start
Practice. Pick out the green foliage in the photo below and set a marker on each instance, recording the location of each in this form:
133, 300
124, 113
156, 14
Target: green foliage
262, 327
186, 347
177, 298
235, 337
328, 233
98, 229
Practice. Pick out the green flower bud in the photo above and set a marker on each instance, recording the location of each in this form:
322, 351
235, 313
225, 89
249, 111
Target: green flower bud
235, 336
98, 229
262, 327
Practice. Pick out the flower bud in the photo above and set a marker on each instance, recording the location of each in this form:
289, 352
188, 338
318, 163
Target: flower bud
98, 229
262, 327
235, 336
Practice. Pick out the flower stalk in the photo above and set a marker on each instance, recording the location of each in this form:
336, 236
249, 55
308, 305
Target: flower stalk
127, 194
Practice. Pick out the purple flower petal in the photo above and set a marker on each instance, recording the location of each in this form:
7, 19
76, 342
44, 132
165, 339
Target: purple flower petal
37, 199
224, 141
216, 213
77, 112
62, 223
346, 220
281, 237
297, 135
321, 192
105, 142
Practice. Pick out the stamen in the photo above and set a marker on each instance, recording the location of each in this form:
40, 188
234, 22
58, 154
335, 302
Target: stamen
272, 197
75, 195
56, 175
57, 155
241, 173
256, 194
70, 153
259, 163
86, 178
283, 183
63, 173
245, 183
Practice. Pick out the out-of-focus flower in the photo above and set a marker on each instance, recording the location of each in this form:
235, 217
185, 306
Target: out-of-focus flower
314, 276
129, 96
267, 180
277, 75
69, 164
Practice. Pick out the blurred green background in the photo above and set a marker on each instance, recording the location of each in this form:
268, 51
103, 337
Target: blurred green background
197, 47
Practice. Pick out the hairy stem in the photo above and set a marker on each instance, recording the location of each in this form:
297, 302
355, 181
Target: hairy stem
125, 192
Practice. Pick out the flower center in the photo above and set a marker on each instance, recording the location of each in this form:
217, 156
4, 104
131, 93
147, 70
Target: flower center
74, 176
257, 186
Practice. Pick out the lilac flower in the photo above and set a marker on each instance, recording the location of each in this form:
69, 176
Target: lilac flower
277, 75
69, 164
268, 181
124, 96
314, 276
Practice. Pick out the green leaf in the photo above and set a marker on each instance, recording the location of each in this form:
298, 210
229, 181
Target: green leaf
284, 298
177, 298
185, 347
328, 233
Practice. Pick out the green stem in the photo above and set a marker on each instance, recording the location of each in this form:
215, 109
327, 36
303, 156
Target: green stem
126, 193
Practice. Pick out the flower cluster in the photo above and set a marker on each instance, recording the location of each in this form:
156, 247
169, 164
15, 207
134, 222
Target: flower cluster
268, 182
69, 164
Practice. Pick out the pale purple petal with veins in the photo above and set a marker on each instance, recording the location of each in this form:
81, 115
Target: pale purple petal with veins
end
> _WHAT IS REQUIRED_: Rewrite everything from the line containing "Practice. Pick out the green stem" down through the end of the entries above, replacing "flower cluster" with "blossom cluster" and leaving everything else unchanged.

> _SOLUTION_:
Practice. Pick out the green stem in the photo above and set a marker on each instance, recording the location of each in this form:
215, 109
327, 36
303, 156
Target: green stem
126, 193
Practice. Pick out the blossom cluster in the photo above and set a marker on each instance, recording the location of each in this form:
156, 247
169, 164
15, 207
134, 222
Target: blossom cluster
268, 182
69, 164
Practice. Pick out the pale purple petal with veins in the photo above and set a marker on each instance, recording the location of each in this form:
81, 115
Target: pale purple petal with veins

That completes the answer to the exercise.